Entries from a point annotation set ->
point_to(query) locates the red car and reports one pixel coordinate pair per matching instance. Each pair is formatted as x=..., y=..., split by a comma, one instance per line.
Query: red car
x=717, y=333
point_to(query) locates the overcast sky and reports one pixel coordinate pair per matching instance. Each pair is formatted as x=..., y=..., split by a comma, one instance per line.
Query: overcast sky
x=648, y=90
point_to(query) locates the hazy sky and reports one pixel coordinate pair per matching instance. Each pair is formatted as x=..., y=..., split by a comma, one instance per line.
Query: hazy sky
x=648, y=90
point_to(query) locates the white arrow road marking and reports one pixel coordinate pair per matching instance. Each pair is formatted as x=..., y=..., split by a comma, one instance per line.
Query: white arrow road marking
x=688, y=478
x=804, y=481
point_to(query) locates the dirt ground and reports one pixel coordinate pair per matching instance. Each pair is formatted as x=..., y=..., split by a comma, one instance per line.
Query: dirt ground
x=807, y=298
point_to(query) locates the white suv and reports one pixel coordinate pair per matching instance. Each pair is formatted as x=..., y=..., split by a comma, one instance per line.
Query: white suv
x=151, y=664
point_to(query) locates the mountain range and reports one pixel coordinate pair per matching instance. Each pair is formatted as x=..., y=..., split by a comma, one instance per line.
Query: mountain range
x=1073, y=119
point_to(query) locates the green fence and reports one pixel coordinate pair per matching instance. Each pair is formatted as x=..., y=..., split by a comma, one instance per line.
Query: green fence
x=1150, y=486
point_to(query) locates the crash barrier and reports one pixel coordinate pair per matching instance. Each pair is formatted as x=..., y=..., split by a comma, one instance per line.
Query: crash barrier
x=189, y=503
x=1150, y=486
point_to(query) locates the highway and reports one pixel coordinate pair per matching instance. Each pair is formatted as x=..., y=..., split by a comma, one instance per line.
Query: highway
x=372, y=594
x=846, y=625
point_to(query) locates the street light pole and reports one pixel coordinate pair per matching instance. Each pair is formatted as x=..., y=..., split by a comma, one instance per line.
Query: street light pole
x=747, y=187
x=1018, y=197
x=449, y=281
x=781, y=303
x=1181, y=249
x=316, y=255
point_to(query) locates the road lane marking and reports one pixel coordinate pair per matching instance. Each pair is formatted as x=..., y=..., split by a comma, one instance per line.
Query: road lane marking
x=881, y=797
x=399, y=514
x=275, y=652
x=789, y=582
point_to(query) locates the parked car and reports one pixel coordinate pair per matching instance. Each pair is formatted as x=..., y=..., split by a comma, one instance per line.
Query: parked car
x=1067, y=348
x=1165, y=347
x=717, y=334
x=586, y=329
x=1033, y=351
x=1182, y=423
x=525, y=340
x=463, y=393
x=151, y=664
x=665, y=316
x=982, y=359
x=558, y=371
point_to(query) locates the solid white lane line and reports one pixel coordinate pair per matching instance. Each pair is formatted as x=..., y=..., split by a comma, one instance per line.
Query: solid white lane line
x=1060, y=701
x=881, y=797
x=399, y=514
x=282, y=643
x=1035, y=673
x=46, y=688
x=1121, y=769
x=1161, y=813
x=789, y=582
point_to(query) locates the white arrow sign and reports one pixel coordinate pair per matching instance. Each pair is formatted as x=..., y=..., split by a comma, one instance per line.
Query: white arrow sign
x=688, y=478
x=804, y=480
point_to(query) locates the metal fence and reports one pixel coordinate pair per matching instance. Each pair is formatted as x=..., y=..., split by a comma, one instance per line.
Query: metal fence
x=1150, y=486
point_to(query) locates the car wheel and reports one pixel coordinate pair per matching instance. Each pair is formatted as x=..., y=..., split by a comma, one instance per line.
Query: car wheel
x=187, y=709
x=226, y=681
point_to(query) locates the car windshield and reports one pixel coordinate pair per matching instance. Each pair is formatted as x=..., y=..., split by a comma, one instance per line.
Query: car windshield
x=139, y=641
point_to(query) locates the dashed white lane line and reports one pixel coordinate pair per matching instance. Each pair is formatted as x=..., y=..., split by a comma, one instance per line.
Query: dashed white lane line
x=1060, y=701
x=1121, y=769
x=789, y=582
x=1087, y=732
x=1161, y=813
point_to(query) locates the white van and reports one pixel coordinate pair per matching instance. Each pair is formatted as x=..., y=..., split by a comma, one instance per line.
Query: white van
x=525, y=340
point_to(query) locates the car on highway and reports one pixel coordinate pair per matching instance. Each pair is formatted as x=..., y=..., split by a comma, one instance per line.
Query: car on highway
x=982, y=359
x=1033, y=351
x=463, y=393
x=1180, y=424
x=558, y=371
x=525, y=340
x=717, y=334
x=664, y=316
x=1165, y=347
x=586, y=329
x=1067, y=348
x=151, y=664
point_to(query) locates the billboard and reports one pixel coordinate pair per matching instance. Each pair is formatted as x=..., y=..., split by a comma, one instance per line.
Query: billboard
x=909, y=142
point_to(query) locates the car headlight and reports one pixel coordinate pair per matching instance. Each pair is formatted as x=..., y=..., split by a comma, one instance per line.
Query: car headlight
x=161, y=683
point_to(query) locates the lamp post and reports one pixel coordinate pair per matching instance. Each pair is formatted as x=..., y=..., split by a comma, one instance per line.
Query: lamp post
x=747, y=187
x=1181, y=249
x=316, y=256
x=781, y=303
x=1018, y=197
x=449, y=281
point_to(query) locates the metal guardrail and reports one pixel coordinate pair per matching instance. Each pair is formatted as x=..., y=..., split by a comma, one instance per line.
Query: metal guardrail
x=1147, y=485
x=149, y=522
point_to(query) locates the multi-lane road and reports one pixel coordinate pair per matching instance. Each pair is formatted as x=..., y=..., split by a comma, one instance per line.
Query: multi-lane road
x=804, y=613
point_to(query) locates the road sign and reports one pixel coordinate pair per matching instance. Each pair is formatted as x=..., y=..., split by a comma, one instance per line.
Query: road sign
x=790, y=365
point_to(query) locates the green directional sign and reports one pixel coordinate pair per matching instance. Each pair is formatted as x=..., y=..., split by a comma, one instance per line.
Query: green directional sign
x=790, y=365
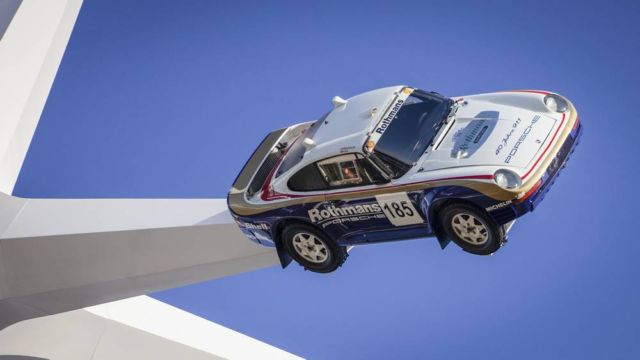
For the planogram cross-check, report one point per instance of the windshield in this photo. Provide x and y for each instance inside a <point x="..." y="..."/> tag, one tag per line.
<point x="410" y="132"/>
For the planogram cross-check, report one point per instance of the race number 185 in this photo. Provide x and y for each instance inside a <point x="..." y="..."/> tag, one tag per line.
<point x="399" y="209"/>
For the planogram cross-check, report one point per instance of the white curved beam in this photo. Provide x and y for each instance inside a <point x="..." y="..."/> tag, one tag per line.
<point x="136" y="328"/>
<point x="63" y="254"/>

Exercise description -> Rewrite the part of the material that opens with the line containing "point_to(query) locates the dirt" and closes with the line containing "x=1073, y=119", both included. Keep every line, requests too, but rescale each coordinate in the answers by multiplying it by 1.9 and rounding to a whole number, with halves rounded up.

Output for this exercise ->
point_to(query) locates the dirt ground and reports one pixel coordinate pair per matching instance. Each pair is formatted as x=..., y=..., split by a comma, one instance per line.
Query: dirt ground
x=1533, y=566
point_to(query) locates the white suv and reports one pixel coordinate pair per matching instance. Each pair is formatted as x=..., y=..., split by a comma, one instance per line.
Query: white suv
x=287, y=1262
point_to(query) locates the mountain range and reports one pixel coordinate pair per matching instance. Each pair is formatted as x=..., y=..., split by a comma, one instance per line.
Query: mountain range
x=2039, y=226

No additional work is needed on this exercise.